### HOW TO COMPLETE THIS TASK
For this exercise, reproduce the entries below exactly, but only from the line containing "Query: red flower pattern" through the line containing "Query: food photograph in book", both included.

(Dataset records)
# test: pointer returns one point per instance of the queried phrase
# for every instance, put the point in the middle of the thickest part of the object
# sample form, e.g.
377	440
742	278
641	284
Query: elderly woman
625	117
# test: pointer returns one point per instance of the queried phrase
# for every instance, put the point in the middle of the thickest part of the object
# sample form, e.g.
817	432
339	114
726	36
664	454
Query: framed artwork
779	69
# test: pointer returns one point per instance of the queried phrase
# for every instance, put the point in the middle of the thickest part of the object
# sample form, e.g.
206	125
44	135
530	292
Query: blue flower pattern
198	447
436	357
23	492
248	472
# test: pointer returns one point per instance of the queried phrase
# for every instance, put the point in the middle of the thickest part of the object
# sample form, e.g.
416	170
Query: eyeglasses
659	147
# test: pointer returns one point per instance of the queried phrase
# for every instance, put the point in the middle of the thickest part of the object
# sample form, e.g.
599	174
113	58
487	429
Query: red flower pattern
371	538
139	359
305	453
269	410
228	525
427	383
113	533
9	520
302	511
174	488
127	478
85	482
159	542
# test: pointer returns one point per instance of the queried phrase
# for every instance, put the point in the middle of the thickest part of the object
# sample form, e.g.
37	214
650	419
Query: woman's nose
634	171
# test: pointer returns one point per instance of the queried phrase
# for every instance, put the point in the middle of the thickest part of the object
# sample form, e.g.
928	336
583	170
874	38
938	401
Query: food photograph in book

==

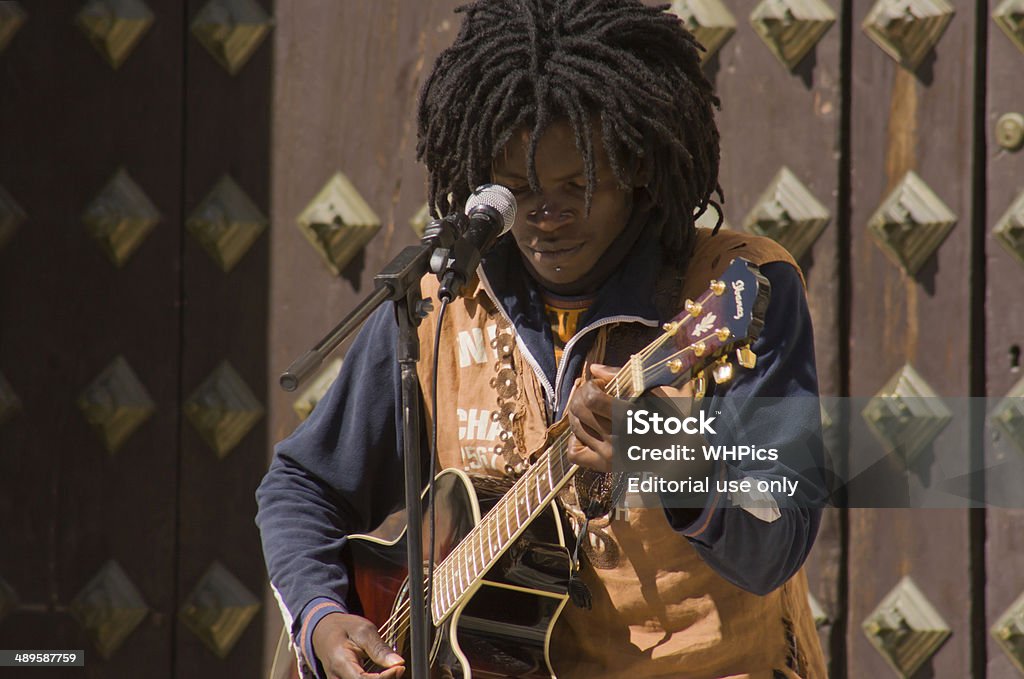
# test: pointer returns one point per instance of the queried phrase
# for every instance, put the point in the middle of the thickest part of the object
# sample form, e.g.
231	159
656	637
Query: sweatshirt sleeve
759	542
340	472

### OUTPUT BELOW
Query: red flower pattern
371	538
139	359
305	453
269	410
228	525
427	383
113	533
9	520
302	511
174	488
127	478
85	482
159	542
# test: pointer returns one point per instance of the queried phrase
# for every instance, put the point in the middle of the thickest part of the object
# sample form, e.g.
37	214
650	419
Query: woman's nose
634	171
# test: pointer returns one point per instance of the queried phrase
# for every instance, put the point in the middle of the thickest part of the object
# sample form, e.g.
928	336
583	170
874	38
938	401
Query: food photograph in book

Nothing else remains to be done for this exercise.